■ **What to work on**
Give the lines from the one containing "Give the exact, pixel-accurate" to the one containing "positive clicks: (1190, 464)", both included, as a numbered list, leaving out blank lines.

■ **Material for this exercise**
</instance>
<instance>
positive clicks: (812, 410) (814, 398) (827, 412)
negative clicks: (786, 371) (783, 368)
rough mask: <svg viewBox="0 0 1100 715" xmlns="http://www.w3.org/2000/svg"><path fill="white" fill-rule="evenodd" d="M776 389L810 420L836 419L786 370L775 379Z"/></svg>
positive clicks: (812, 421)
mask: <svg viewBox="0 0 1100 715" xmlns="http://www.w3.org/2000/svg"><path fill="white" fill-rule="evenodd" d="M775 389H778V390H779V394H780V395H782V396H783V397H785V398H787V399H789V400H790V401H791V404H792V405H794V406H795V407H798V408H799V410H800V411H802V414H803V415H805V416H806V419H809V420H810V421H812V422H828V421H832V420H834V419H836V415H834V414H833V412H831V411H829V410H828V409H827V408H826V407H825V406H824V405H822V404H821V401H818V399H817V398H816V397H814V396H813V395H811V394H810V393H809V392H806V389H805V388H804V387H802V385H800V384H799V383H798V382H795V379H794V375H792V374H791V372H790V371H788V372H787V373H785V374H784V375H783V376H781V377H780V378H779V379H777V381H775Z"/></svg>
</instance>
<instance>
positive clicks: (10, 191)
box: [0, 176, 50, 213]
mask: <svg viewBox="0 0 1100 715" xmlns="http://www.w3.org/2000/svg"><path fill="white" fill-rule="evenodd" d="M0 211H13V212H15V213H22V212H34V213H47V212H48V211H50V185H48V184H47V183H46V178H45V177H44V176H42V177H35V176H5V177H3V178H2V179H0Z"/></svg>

* * *

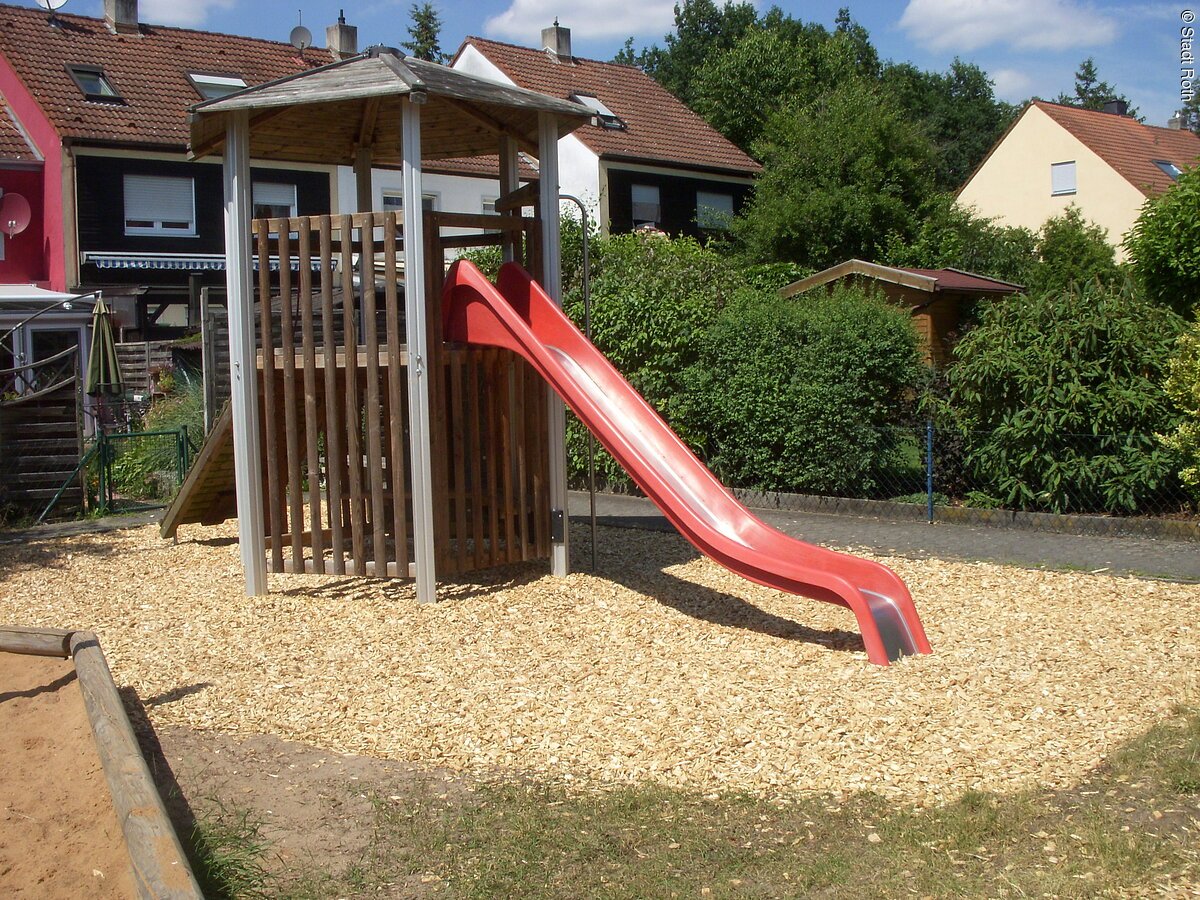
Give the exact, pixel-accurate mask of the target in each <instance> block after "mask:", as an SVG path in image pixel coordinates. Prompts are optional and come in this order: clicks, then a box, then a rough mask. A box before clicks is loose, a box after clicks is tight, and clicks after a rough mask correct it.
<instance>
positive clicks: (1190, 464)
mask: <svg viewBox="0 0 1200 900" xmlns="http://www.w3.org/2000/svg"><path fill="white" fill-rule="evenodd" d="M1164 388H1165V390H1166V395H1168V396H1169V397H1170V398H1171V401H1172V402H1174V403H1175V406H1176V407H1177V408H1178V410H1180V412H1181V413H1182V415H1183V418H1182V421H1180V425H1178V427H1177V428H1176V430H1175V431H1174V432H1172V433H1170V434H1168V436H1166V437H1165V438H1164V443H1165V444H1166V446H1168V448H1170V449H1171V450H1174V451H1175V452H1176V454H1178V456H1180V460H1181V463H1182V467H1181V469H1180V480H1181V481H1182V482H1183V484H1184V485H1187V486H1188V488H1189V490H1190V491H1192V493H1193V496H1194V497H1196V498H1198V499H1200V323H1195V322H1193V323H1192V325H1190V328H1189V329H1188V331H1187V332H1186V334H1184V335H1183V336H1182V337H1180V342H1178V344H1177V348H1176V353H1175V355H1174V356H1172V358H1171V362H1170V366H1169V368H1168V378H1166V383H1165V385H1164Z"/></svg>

■ **Task output**
1. Give the exact, pixel-accurate mask of the target in each <instance> block after "mask:", as an SVG path in image pixel coordinates. Prompts are optional and come in this order: clicks, then a box, then a rough mask. A box before clicks is loose, a box after clicks is tight, and clicks after a rough mask correct it.
2. <instance>
3. positive clicks: (1190, 464)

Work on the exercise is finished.